Prompt: Give the stretch from the start of the records through the line containing "M 84 3 L 84" as a JSON list of strings, one string per line, with blank lines omitted and the pictures left out.

Record extracts:
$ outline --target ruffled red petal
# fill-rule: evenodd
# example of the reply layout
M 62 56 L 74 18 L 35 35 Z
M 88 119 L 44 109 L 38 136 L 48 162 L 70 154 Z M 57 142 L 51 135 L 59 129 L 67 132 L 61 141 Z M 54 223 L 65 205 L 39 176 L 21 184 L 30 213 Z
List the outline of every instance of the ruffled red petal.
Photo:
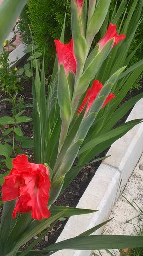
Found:
M 15 218 L 17 212 L 31 211 L 33 218 L 40 220 L 48 217 L 50 215 L 47 208 L 50 188 L 49 170 L 42 164 L 28 163 L 24 155 L 17 156 L 14 166 L 9 175 L 4 178 L 2 186 L 4 201 L 17 198 L 12 217 Z
M 99 49 L 101 51 L 105 44 L 111 38 L 114 38 L 114 43 L 113 47 L 114 47 L 118 42 L 123 40 L 126 38 L 126 36 L 122 34 L 118 35 L 117 30 L 117 26 L 113 24 L 110 24 L 106 33 L 103 38 L 99 41 Z
M 84 3 L 84 0 L 75 0 L 75 2 L 77 4 L 78 10 L 80 14 L 81 14 L 82 9 L 82 6 Z
M 58 64 L 62 64 L 66 75 L 70 71 L 76 74 L 77 68 L 76 59 L 74 54 L 73 40 L 71 39 L 68 44 L 64 44 L 59 40 L 55 40 Z
M 78 110 L 78 113 L 79 114 L 80 114 L 81 112 L 88 101 L 87 107 L 85 113 L 85 116 L 86 115 L 102 87 L 102 84 L 100 83 L 98 80 L 95 80 L 94 81 L 91 88 L 88 89 L 84 99 Z
M 88 89 L 87 90 L 84 99 L 78 110 L 78 114 L 80 114 L 81 111 L 82 111 L 87 103 L 88 102 L 84 116 L 86 115 L 102 87 L 103 85 L 102 83 L 100 83 L 98 80 L 95 80 L 93 81 L 93 85 L 91 89 Z M 107 98 L 102 106 L 102 108 L 104 107 L 114 97 L 115 95 L 112 93 L 109 94 L 107 97 Z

Full response:
[
  "$ outline --target ruffled red petal",
  "# fill-rule: evenodd",
  "# example of the reply layout",
  "M 62 56 L 74 18 L 35 35 Z",
  "M 88 119 L 44 109 L 38 136 L 48 162 L 70 154 Z M 57 142 L 51 135 L 59 129 L 67 132 L 61 141 Z M 54 223 L 65 205 L 39 176 L 21 184 L 30 213 Z",
  "List the outline of every instance of the ruffled red petal.",
  "Photo:",
  "Found:",
  "M 15 218 L 17 212 L 31 211 L 33 218 L 40 220 L 48 217 L 50 215 L 47 208 L 50 188 L 49 170 L 42 164 L 28 163 L 24 155 L 17 156 L 14 166 L 9 175 L 4 178 L 2 186 L 4 201 L 17 198 L 12 217 Z",
  "M 99 49 L 101 51 L 105 44 L 111 38 L 114 38 L 114 43 L 113 47 L 114 47 L 118 42 L 123 40 L 126 38 L 126 36 L 122 34 L 118 35 L 117 30 L 117 26 L 113 24 L 110 24 L 106 33 L 103 38 L 99 41 Z",
  "M 84 3 L 84 0 L 75 0 L 75 2 L 77 4 L 78 10 L 80 14 L 81 14 L 82 9 L 82 6 Z"
]